- BRANO DELL'ESERCIZIO

━━━━━━━━━━

Non siamo tutti colpevoli: per farla finita con la retorica femminista…
Il dibattito attorno alla violenza di genere, che merita tutta la nostra attenzione e serietà, sta purtroppo scivolando verso un clima di generalizzazione tossica che rischia di compromettere il dialogo e di alienare proprio quelle persone che, nel quotidiano, rappresentano il rispetto e la cura verso il prossimo. Mi riferisco a quegli uomini, come il sottoscritto e tanti altri, che sono cresciuti con una solida educazione al rispetto delle donne, che si impegnano ogni giorno per costruire relazioni basate sull’uguaglianza e sulla stima reciproca. Non siamo colpevoli di nulla, e non accetteremo di essere accusati per il solo fatto di appartenere a un genere o ad una categoria di persone.

━━━━━━━━━━

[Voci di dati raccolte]
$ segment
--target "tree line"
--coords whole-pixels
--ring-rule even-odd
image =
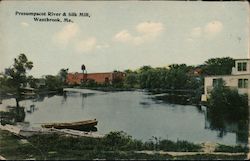
[[[33,68],[25,54],[20,54],[14,59],[11,67],[6,68],[0,77],[0,90],[2,93],[16,94],[17,102],[21,95],[21,88],[28,84],[33,88],[58,90],[67,86],[67,68],[62,68],[57,75],[46,75],[43,86],[37,86],[39,79],[28,76],[27,72]],[[208,59],[201,65],[189,66],[186,64],[171,64],[168,67],[143,66],[137,70],[125,70],[125,78],[117,77],[112,80],[111,86],[115,88],[141,88],[141,89],[188,89],[197,90],[203,87],[203,78],[206,75],[231,74],[234,60],[230,57]],[[117,71],[116,71],[117,72]],[[119,71],[118,71],[119,72]],[[198,72],[195,74],[195,72]],[[88,86],[98,85],[89,81]]]

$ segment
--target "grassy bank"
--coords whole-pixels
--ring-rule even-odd
[[[136,153],[141,150],[201,151],[201,146],[186,141],[142,142],[123,132],[111,132],[104,138],[74,138],[58,134],[36,135],[22,139],[0,131],[0,152],[7,159],[244,159],[245,155],[183,155]]]

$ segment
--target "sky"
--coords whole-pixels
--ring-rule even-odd
[[[89,13],[73,22],[35,22],[17,12]],[[1,1],[0,72],[24,53],[29,75],[111,72],[144,65],[199,65],[214,57],[248,58],[248,2]],[[60,18],[62,16],[36,16]]]

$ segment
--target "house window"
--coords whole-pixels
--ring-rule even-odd
[[[221,78],[219,78],[219,79],[213,79],[213,87],[218,86],[218,85],[219,85],[219,83],[220,83],[220,81],[222,81],[222,79],[221,79]]]
[[[247,71],[247,63],[246,62],[238,63],[238,71]]]
[[[238,79],[239,88],[248,88],[248,79]]]

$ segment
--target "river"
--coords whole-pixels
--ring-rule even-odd
[[[133,138],[148,141],[161,139],[214,142],[228,145],[245,144],[247,139],[237,132],[237,124],[223,129],[212,128],[206,107],[178,105],[153,99],[143,91],[66,92],[65,95],[40,96],[23,100],[25,120],[31,126],[47,122],[98,120],[97,133],[124,131]],[[2,101],[0,109],[15,105],[14,99]]]

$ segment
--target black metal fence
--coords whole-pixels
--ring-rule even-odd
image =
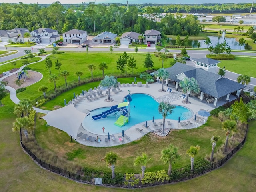
[[[247,127],[247,129],[248,127]],[[246,131],[247,133],[247,131]],[[242,141],[236,148],[228,154],[224,158],[217,162],[209,164],[196,168],[192,171],[188,171],[182,174],[172,174],[170,176],[160,178],[155,178],[149,180],[142,180],[139,181],[126,181],[123,180],[112,180],[106,178],[96,178],[94,177],[88,177],[84,176],[78,175],[75,173],[64,170],[61,168],[56,167],[42,161],[27,148],[21,141],[21,146],[42,167],[82,183],[90,184],[92,185],[102,185],[104,186],[115,187],[124,187],[128,188],[136,188],[138,187],[144,187],[154,185],[161,185],[166,183],[180,182],[192,179],[207,172],[221,166],[225,162],[229,159],[233,155],[238,151],[243,146],[245,142],[246,135]],[[101,182],[100,184],[98,182],[98,180]]]

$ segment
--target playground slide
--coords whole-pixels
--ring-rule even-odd
[[[92,116],[92,120],[96,120],[96,119],[102,119],[102,118],[106,118],[107,117],[107,116],[111,113],[113,113],[114,112],[119,111],[120,109],[117,108],[118,105],[114,105],[112,106],[110,109],[107,110],[106,111],[102,112],[101,114],[96,115],[93,115]],[[126,107],[123,107],[121,108],[121,109],[125,109]]]
[[[24,72],[22,71],[20,75],[19,75],[19,80],[20,80],[20,78],[21,78],[21,76],[24,74]]]

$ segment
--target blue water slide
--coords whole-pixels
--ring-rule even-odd
[[[92,116],[92,120],[96,120],[96,119],[106,118],[107,117],[107,116],[108,115],[109,115],[111,113],[113,113],[117,111],[119,111],[120,108],[118,108],[118,105],[114,105],[114,106],[112,106],[110,109],[102,112],[101,114]],[[126,107],[122,107],[121,108],[121,109],[125,109],[126,108]]]

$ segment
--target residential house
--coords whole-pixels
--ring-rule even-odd
[[[30,40],[36,43],[50,44],[60,40],[60,36],[56,30],[49,28],[39,28],[30,32]]]
[[[218,64],[220,62],[218,60],[205,57],[200,59],[192,59],[195,64],[195,67],[202,68],[207,71],[216,73]]]
[[[156,44],[161,40],[161,32],[158,31],[151,29],[145,31],[145,43],[150,42],[152,44]]]
[[[63,42],[82,44],[87,40],[87,32],[73,29],[63,34]]]
[[[1,39],[3,42],[8,42],[10,40],[12,42],[22,42],[23,43],[28,41],[28,38],[24,38],[24,34],[29,32],[28,29],[24,28],[15,28],[10,30],[7,30],[4,32],[1,30]],[[3,35],[2,36],[3,33]]]
[[[108,31],[103,32],[92,38],[93,44],[112,44],[116,41],[116,34]]]
[[[122,35],[120,37],[120,43],[121,44],[126,45],[130,44],[132,42],[140,43],[140,40],[138,38],[140,35],[141,35],[141,34],[132,31],[126,32]]]

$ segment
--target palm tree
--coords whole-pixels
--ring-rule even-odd
[[[197,154],[198,151],[200,150],[200,146],[191,146],[188,150],[187,151],[187,154],[190,157],[191,168],[192,171],[194,170],[194,160],[195,155]]]
[[[235,131],[236,128],[236,122],[234,120],[226,120],[222,122],[222,128],[226,131],[226,142],[225,142],[225,147],[224,151],[227,151],[227,147],[228,146],[228,137],[231,132]]]
[[[62,77],[64,77],[65,78],[65,83],[66,84],[66,86],[68,86],[68,84],[67,84],[67,77],[69,75],[69,72],[68,72],[67,71],[64,70],[63,71],[61,72],[60,75]]]
[[[213,154],[214,152],[214,148],[216,146],[216,142],[220,138],[218,136],[212,136],[211,138],[211,143],[212,144],[212,153],[211,153],[211,158],[210,159],[210,161],[212,162],[213,160]]]
[[[192,92],[198,93],[200,91],[200,89],[197,84],[197,81],[194,77],[188,78],[186,77],[183,79],[183,80],[179,83],[180,86],[182,89],[183,93],[187,94],[186,97],[186,102],[188,102],[188,94]]]
[[[24,37],[26,37],[27,38],[28,38],[28,42],[29,42],[29,39],[28,38],[31,36],[30,35],[30,32],[26,32],[24,34],[23,34],[23,36]]]
[[[53,82],[54,83],[54,90],[55,92],[57,91],[57,88],[56,88],[56,80],[59,79],[58,76],[55,74],[52,74],[49,77],[49,82],[50,83]]]
[[[89,69],[89,70],[91,71],[91,74],[92,75],[92,79],[93,79],[92,70],[94,70],[96,69],[96,67],[95,67],[94,65],[93,65],[93,64],[92,64],[91,65],[89,65],[88,66],[88,68]]]
[[[179,159],[180,156],[178,153],[178,148],[175,147],[172,144],[170,144],[168,148],[162,151],[162,159],[165,164],[168,164],[168,175],[170,175],[172,171],[172,163],[175,159]]]
[[[112,178],[115,178],[115,164],[116,163],[118,156],[114,152],[110,152],[105,156],[103,160],[105,161],[108,167],[110,167],[112,171]]]
[[[14,107],[13,113],[18,117],[28,116],[33,109],[30,101],[28,99],[22,99]]]
[[[110,89],[112,87],[116,87],[118,83],[116,79],[113,76],[110,76],[106,75],[100,83],[100,86],[103,88],[107,88],[108,90],[108,101],[110,101]]]
[[[134,165],[141,166],[141,180],[144,178],[145,175],[145,170],[146,170],[146,166],[148,162],[152,161],[151,158],[148,158],[148,155],[145,152],[142,153],[141,156],[138,156],[134,161]]]
[[[84,73],[83,73],[82,71],[76,71],[75,73],[75,75],[76,75],[78,77],[78,83],[80,82],[80,76],[82,76],[84,74]]]
[[[108,68],[108,66],[107,65],[107,63],[104,62],[102,62],[99,65],[99,69],[100,70],[102,70],[102,74],[103,74],[103,78],[105,76],[104,76],[104,70]]]
[[[166,79],[169,77],[169,73],[164,68],[161,68],[157,71],[157,73],[155,75],[158,77],[160,81],[162,81],[162,91],[164,91],[164,80]]]
[[[15,131],[20,130],[20,140],[22,140],[21,130],[23,130],[23,133],[26,137],[26,140],[28,139],[28,130],[33,130],[34,128],[34,122],[28,116],[18,117],[13,122],[12,131]]]
[[[165,118],[168,115],[172,114],[173,112],[172,110],[175,108],[174,105],[170,104],[169,103],[165,103],[162,101],[159,104],[158,106],[158,112],[163,116],[163,128],[162,133],[164,134],[164,125],[165,124]]]

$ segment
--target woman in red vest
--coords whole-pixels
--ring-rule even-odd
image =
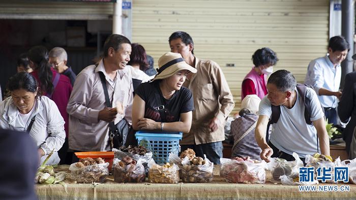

━━━━━━━━━━

- ATTIVITÀ DA SVOLGERE
#1 Secondo il brano, verso quale clima sta scivolando il dibattito attorno alla violenza di genere?
#2 Spiega perché, secondo il brano, il clima di generalizzazione tossica nel dibattito sulla violenza di genere è un problema.
L'elenco è materiale a sé, distinto dal brano.

- SOLUZIONI
#1 Verso un clima di generalizzazione tossica.

#2 Rischia di compromettere il dialogo. Rischia anche di alienare proprio quelle persone che, nel quotidiano, rappresentano il rispetto e la cura verso il prossimo.